◆ **Exercise objective**
The listing must be reproduced in full, exactly as it stands.

(Location identification items)
-- Start --

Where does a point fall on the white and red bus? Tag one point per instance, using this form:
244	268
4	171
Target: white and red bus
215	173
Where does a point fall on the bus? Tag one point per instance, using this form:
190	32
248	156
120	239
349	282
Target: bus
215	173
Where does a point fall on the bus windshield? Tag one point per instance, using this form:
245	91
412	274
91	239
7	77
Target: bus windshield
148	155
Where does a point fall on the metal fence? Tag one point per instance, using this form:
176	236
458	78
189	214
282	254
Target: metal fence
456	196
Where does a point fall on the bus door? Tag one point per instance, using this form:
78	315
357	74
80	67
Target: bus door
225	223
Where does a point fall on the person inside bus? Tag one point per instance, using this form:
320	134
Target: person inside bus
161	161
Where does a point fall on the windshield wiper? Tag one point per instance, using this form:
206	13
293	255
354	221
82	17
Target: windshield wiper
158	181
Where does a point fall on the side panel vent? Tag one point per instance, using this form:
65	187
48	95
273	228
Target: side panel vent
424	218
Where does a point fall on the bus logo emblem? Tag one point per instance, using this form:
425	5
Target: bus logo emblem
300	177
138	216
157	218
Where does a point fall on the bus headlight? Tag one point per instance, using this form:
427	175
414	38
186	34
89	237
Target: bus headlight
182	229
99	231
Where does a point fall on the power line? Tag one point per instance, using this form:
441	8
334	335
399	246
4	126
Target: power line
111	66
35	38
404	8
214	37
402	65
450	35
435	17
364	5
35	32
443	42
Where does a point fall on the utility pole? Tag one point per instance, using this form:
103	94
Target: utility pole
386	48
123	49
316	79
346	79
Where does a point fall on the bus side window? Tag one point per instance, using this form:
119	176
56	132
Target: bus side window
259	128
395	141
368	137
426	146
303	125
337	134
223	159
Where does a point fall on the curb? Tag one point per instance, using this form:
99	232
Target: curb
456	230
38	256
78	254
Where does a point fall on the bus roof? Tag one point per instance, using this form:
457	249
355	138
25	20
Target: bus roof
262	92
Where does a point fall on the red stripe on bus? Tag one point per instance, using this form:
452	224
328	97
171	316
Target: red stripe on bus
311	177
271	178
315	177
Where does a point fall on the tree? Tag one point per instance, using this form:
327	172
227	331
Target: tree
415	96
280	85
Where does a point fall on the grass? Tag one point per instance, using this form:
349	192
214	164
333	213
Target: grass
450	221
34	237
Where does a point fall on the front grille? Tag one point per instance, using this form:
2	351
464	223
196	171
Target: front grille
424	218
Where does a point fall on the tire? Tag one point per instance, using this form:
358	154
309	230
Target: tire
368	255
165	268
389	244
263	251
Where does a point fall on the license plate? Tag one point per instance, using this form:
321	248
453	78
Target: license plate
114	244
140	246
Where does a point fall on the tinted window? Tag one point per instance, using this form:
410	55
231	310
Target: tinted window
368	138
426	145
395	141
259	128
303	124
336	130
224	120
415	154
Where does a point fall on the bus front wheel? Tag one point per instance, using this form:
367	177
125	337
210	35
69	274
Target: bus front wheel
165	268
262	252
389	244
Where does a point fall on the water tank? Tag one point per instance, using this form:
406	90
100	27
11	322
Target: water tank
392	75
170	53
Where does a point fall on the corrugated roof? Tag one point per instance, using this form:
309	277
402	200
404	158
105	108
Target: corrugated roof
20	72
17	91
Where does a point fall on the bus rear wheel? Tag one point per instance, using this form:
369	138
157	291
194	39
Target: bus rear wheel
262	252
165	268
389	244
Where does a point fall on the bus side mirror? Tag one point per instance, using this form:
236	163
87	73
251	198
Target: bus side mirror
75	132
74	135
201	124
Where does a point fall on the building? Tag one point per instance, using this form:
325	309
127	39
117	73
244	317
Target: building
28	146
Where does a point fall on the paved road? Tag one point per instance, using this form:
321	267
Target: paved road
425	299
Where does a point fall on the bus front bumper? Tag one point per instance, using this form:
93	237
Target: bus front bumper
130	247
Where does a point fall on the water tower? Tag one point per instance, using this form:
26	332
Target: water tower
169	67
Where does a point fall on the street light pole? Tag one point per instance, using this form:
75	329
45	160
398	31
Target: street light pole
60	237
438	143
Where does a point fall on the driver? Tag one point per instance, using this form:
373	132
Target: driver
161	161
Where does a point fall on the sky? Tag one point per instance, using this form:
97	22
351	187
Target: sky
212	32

-- End --

◆ **Solution to the problem**
Where does a point fall on the white and red bus? Tag one point per instance, using this form:
244	268
4	171
Target: white and red bus
215	173
Where does a point fall on the bus? Tag one point per instance, using this form:
190	32
248	156
120	239
349	282
Target: bus
215	173
Where does a point fall on the bus windshield? Tag one point per instance, using this form:
245	91
412	274
91	239
7	77
Target: bus windshield
148	155
Where does a point fall on the metal fence? Tag one point per instance, using this form:
176	236
458	78
189	214
282	254
Target: metal fence
456	196
Where does a point fall on the bus door? Tag one point per instance, using this form:
78	315
357	74
80	67
Target: bus door
225	223
Where does a point fall on the person inside bus? Tag one point per instance, using this form:
320	134
Target: person inside bus
161	161
Where does a point fall on the windshield wiper? Tag one point per instance, using this form:
206	13
293	255
354	221
82	17
Target: windshield wiper
158	181
Where does a point fall on the side panel vent? Tag one point per instance, using this form:
65	187
48	95
273	228
Target: side panel vent
424	218
Where does a point fall on the bus logo emblem? Tag one point per instance, using this form:
425	5
Target: bus logo emblem
300	177
138	216
157	218
Where does a point fall on the bus headlight? Tag one point per instance, using this form:
427	175
414	38
186	34
89	237
Target: bus headlight
182	229
99	231
Where does a point fall on the power line? Tag one point per instance, using this form:
441	8
334	335
399	246
4	126
Target: power line
111	66
35	38
404	8
214	37
402	65
450	35
435	17
364	5
35	32
443	42
Where does a point fall on the utility pole? Tag one point per instance, using this form:
103	94
Target: utility pole
386	48
123	49
316	79
346	79
Where does a point fall on the bus side window? Tag one point per instance, using this form:
119	176
56	132
Target: bus side window
259	128
395	141
368	137
426	146
303	125
337	134
223	159
Where does a point fall on the curb? Tag one point per instance, using this form:
99	232
Target: curb
456	230
38	256
78	254
Where does a point fall on the bus roof? Tag one point per instance, using this form:
457	249
355	138
25	20
Target: bus roof
262	92
Where does a point fall on the red stripe on bus? Tag one point per instance, using this form:
452	224
328	97
171	316
Target: red stripe on bus
311	177
271	178
315	177
Where does a point fall on the tree? Tag one point per instance, using this form:
327	172
227	331
Target: tree
415	96
280	85
Where does a point fall on the grass? Tag one point per instance, using this form:
349	192
214	164
333	213
Target: grass
450	221
34	237
Where does a point fall on the front grille? Tag one point per instance, using this form:
2	351
464	223
196	171
Target: front grille
424	218
Where does a point fall on the tire? Tag one point per instance, using this form:
358	154
309	230
Target: tire
368	255
165	268
389	244
263	251
Where does a point fall on the license plate? Tag one point per instance, using this form:
321	248
453	78
Target: license plate
114	244
140	246
Where does a point fall on the tinted window? Tag one point per instance, using this form:
410	55
231	310
Target: tinted window
368	138
426	145
395	141
259	128
303	124
336	130
224	120
415	154
Where does a point fall on the bus front wheel? Tag one point per instance, using this form:
367	177
125	337
210	35
69	274
Target: bus front wheel
165	268
262	252
389	244
Where does a point fall on the water tank? Tag one point per instance, using this form:
406	90
100	27
11	322
Target: water tank
392	75
170	53
Where does a point fall on the corrugated roof? Tag one point per instance, using this form:
309	277
402	200
404	158
105	108
Target: corrugated roof
20	72
17	91
Where does a point fall on the bus rear wheel? Tag one point per instance, using this form:
369	138
157	291
194	39
Target: bus rear wheel
262	252
165	268
389	244
Where does a point fall on the bus side mirror? Tag one point per instance, using this form:
236	163
87	73
251	198
Target: bus side mirror
75	132
74	135
201	124
Where does a point fall on the building? Tag one point per instance, using this form:
325	309
127	39
117	73
244	317
Target: building
28	146
Where does a point fall on the paved road? Tag one point per instance, using this form:
321	267
Target: paved road
425	299
Where does a point fall on the bus front bumper? Tag one point per instance, using this form:
93	237
Target: bus front bumper
130	247
Where does a point fall on the water tower? Tag one point per instance, using this form:
26	332
Target: water tower
169	67
Where does a point fall on the street light pole? Tag one point per instance, using this form:
75	329
45	160
398	31
Target: street light pole
60	237
438	143
Where does a point fall on the driver? Tag one point per instance, using this form:
373	132
Target: driver
161	161
Where does a point fall on the sky? Tag one point per instance, using this form:
97	22
351	187
Target: sky
212	32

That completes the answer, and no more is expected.